• [WHAT IS ASKED]:
Please output every line of the material as it stands, without the pictures.

• [DATA LINES]:

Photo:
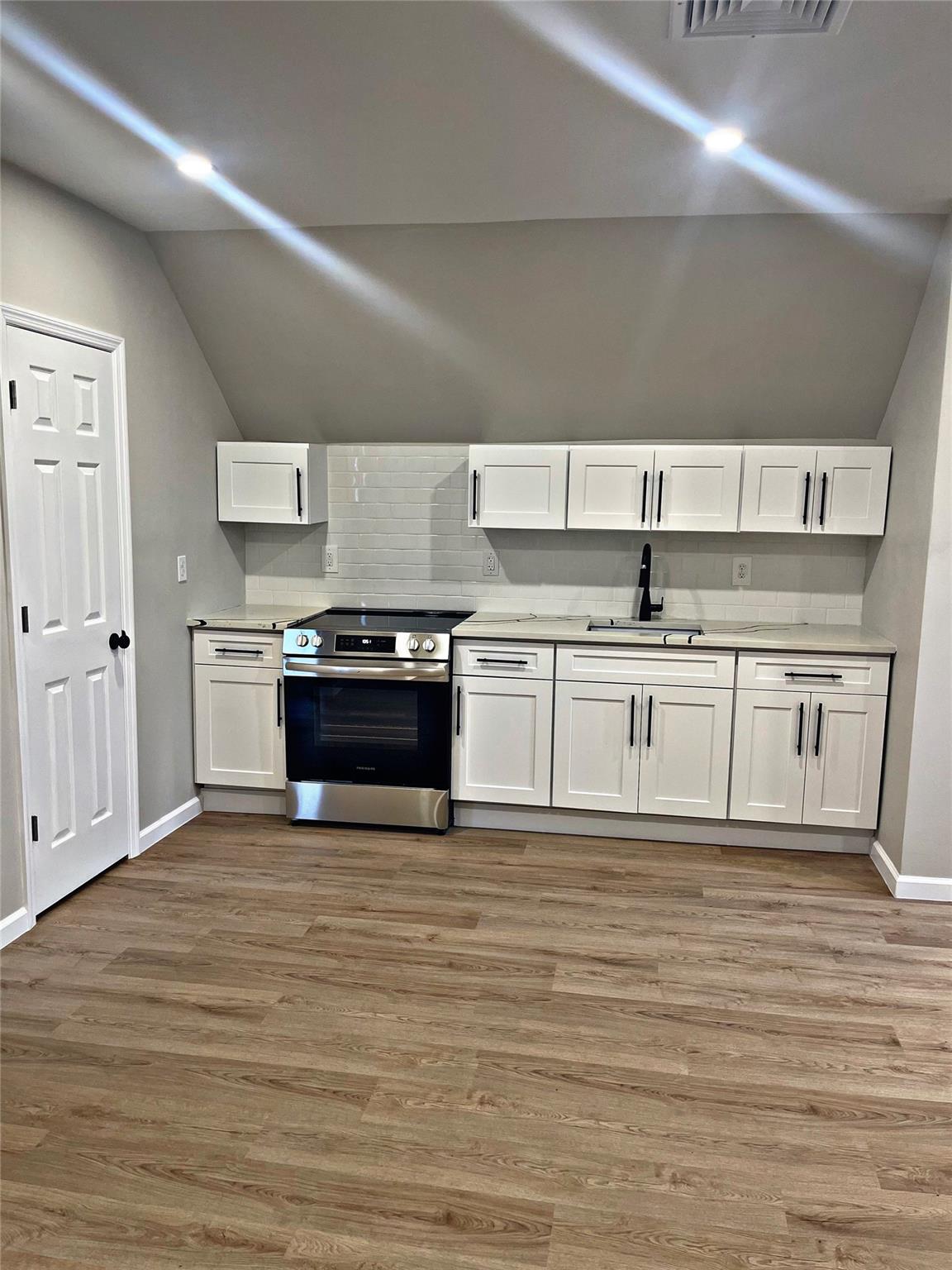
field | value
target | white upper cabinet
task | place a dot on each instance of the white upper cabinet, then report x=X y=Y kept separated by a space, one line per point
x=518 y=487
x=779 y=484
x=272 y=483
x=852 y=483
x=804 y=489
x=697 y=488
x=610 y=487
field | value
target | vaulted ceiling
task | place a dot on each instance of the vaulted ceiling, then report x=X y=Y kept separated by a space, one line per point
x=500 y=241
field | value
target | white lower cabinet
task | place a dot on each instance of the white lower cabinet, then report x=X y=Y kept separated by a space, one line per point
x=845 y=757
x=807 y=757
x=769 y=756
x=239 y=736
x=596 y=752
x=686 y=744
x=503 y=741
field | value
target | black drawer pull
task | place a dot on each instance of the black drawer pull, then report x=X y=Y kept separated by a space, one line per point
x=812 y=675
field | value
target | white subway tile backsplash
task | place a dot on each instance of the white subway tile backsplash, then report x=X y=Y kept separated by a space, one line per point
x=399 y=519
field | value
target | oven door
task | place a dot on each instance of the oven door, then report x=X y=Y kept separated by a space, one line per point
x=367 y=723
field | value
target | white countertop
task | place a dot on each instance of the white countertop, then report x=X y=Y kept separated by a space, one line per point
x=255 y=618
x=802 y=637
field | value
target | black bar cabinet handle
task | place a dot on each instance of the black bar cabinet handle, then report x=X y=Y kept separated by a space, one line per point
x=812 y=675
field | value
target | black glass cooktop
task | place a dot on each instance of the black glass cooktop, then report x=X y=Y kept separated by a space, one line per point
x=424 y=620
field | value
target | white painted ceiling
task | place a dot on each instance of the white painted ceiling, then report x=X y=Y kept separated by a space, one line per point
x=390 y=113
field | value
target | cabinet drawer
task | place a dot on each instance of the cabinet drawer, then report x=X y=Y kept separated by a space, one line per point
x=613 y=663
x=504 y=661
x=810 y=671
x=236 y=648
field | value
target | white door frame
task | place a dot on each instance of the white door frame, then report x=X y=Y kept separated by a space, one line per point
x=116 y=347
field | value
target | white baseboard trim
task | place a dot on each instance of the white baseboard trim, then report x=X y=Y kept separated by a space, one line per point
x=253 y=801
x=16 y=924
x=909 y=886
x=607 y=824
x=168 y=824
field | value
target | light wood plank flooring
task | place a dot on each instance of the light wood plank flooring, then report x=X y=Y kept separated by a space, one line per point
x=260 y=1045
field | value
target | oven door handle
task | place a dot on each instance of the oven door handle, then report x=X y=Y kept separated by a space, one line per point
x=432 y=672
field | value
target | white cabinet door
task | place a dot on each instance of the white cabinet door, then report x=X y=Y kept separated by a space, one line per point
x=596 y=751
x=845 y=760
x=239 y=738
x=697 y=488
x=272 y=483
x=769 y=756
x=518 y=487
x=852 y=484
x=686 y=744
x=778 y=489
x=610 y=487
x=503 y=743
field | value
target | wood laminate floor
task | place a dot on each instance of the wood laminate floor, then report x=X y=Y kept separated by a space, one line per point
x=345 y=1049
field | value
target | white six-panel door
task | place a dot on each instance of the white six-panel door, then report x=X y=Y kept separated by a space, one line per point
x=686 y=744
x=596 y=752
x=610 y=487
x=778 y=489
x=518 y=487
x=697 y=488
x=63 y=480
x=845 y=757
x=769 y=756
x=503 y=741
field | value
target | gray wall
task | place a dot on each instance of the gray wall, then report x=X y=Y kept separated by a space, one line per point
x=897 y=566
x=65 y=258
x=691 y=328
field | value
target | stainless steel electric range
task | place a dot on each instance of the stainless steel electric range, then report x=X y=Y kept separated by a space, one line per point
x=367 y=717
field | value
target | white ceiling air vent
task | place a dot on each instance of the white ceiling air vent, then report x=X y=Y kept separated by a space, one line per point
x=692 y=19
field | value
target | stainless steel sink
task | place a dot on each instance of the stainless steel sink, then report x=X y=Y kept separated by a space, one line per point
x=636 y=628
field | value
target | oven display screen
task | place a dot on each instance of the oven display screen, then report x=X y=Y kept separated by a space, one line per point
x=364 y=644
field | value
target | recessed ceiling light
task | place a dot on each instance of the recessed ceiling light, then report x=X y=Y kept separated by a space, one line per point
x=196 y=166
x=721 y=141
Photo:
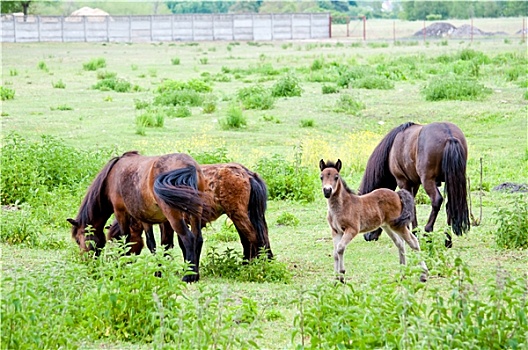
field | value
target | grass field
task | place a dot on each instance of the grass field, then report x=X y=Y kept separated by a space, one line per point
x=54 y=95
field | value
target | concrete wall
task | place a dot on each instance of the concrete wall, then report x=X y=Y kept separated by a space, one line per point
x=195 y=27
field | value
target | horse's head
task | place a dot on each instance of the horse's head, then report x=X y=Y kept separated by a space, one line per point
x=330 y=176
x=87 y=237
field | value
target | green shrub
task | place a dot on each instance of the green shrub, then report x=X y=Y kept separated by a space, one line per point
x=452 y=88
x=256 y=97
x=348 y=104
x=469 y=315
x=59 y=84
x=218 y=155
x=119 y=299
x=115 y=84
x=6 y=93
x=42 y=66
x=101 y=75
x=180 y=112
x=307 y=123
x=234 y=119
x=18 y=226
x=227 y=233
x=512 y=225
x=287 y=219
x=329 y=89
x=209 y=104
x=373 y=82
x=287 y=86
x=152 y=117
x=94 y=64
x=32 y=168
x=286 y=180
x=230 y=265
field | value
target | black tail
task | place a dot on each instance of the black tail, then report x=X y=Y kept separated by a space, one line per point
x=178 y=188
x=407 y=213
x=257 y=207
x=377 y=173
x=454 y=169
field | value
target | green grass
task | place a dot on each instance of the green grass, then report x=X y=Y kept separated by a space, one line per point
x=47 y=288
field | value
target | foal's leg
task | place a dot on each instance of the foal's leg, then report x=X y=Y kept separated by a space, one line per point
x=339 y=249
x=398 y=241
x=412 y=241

• [WORKED SOLUTION]:
Photo:
field | value
target | white upper cabinet
task | place a dot on each instance of the white upper cabinet, then report x=X y=Y kept separated by a space, one line per point
x=518 y=487
x=779 y=484
x=272 y=483
x=852 y=483
x=804 y=489
x=697 y=488
x=610 y=487
field | value
target | vaulted ceiling
task | place a dot on each instance of the vaulted ceiling, then report x=X y=Y kept separated by a space, one line per point
x=500 y=241
field | value
target | white lower cabinet
task | place a dot on each instance of the white lower cabinet, then report x=X y=Y kept separated by a space, one line per point
x=845 y=757
x=807 y=757
x=769 y=756
x=239 y=736
x=596 y=752
x=686 y=744
x=503 y=741
field | value
target | black drawer pull
task | place a dot on each instance of the black drawer pull, then report x=X y=Y kept separated by a space, one line per point
x=812 y=675
field | value
target | white subway tile backsplash
task | place a dot on each instance of the white subway tile backsplash, then report x=X y=Y kept separated by a space, one line per point
x=399 y=519
field | value
target | oven door
task | place a dot on each instance of the oven door, then report x=X y=Y kept separated by a space, one line per point
x=367 y=723
field | value
target | white countertop
task | place a dot on each instance of the white countertop, then report x=X y=Y kept separated by a space, one line per point
x=255 y=618
x=802 y=637
field | value
target | black bar cabinet handle
task | place a dot on each instance of the black bar cabinet handle, then report x=X y=Y kept separated by a space, one line per point
x=812 y=675
field | value
target | black glass cooktop
task | place a dot on each instance of the black glass cooktop, then report x=X y=Y kept separated by a space, one line per point
x=424 y=620
field | value
target | white painted ceiling
task | place a dot on each instance of the white painted ceiling, then report x=X y=Y kept separated by a space, one line per point
x=390 y=113
field | value
target | cabinet drawer
task | place a dot on each instance of the cabinet drawer, then report x=X y=Y kept separated by a space, one line per point
x=613 y=663
x=504 y=661
x=810 y=671
x=236 y=648
field | value
target | white door frame
task | place a dot on each instance of the white door frame, then report x=X y=Y kept separated by a space, one line per point
x=116 y=347
field | value
target | white baseboard trim
task | place a dot on each instance of the white baseboard trim, then report x=X y=Y kept separated by a space, one line per point
x=253 y=801
x=16 y=924
x=909 y=886
x=607 y=824
x=168 y=824
field | value
target | light wood plank flooring
task | place a dot on each instance of the light wood plank flooring, then report x=X y=Y kept separated by a space, one line per point
x=260 y=1045
field | value
target | oven door handle
task | place a dot on each instance of the oven door handle, then report x=X y=Y kept separated by a space, one line per point
x=432 y=672
field | value
target | white cabinet door
task | place a dot on each instance of the white cabinet door, then report x=X y=Y kept separated by a space, one line per point
x=596 y=751
x=845 y=760
x=239 y=738
x=697 y=488
x=272 y=483
x=769 y=756
x=518 y=487
x=852 y=484
x=686 y=744
x=778 y=489
x=610 y=487
x=503 y=743
field | value
target | wood laminate floor
task | place a dot on each instance of the wood laminate floor, then report x=X y=Y kept separated by a space, one line per point
x=345 y=1049
field | value
target | white six-panel door
task | place a dot on each instance of the white six-panel door, then report x=X y=Y kept separated by a space, one line per point
x=686 y=744
x=596 y=752
x=610 y=487
x=778 y=489
x=518 y=487
x=697 y=488
x=63 y=480
x=845 y=757
x=769 y=756
x=503 y=741
field | value
target | gray wall
task | place a dot on each instance of the gray wall, then report x=X y=Y kept separated by a space, one line per point
x=897 y=566
x=65 y=258
x=691 y=328
field | value
target | stainless steel electric range
task | place a dot on each instance of the stainless steel electric range, then report x=X y=Y kept separated by a space, one line per point
x=367 y=717
field | value
target | white ceiling air vent
task | place a dot on each instance of the white ceiling air vent, then report x=X y=Y kept separated by a space, one line per point
x=692 y=19
field | value
target | stainless steel sink
task | place a dot on each instance of the stainless steel sink, then report x=X y=Y kept separated by a space, one line per point
x=636 y=628
field | value
target | oven display screen
task | place a dot on each instance of the oven display screen, then report x=X y=Y kept separated by a space, one line per point
x=364 y=644
field | value
target | recessed ceiling light
task | place a dot on each instance of the recessed ceiling light, then report x=X y=Y kept separated by a space, one line per point
x=196 y=166
x=721 y=141
Photo:
field | value
target | grass field
task | place a dot on each instance of the grass field, then report x=X y=Y kept separated by a space, one line per point
x=54 y=95
field | value
target | concrete wall
task | place a dot on each instance of the concrete wall, then report x=X y=Y kept separated by a space, one line per point
x=195 y=27
field | value
target | horse's head
task | place a dot on each instance of the horse's head, then report x=X y=Y kept separated by a space, one line per point
x=330 y=176
x=87 y=237
field | value
target | green shrub
task | place a dot on each instance of the green shrub, then report x=X y=Y kept separated by a space, one line per point
x=452 y=88
x=256 y=97
x=348 y=104
x=469 y=315
x=59 y=84
x=218 y=155
x=119 y=299
x=115 y=84
x=6 y=93
x=42 y=66
x=101 y=75
x=180 y=112
x=307 y=123
x=234 y=119
x=18 y=226
x=227 y=233
x=512 y=225
x=287 y=219
x=329 y=89
x=209 y=104
x=373 y=82
x=287 y=86
x=152 y=117
x=94 y=64
x=32 y=168
x=286 y=180
x=230 y=265
field | value
target | black tail
task | place a dot on each instance of the black tail, then report x=X y=Y kept separated by a space, one line per point
x=178 y=188
x=407 y=213
x=257 y=207
x=377 y=173
x=454 y=169
field | value
target | green grass
task | place a dot on each instance of the green grass, then report x=X y=Y kept separated by a space, one line per point
x=47 y=288
field | value
target | foal's leg
task | place a dot on each instance of the foal's leg, then report x=X y=Y kept separated by a space, one line per point
x=339 y=249
x=398 y=241
x=412 y=241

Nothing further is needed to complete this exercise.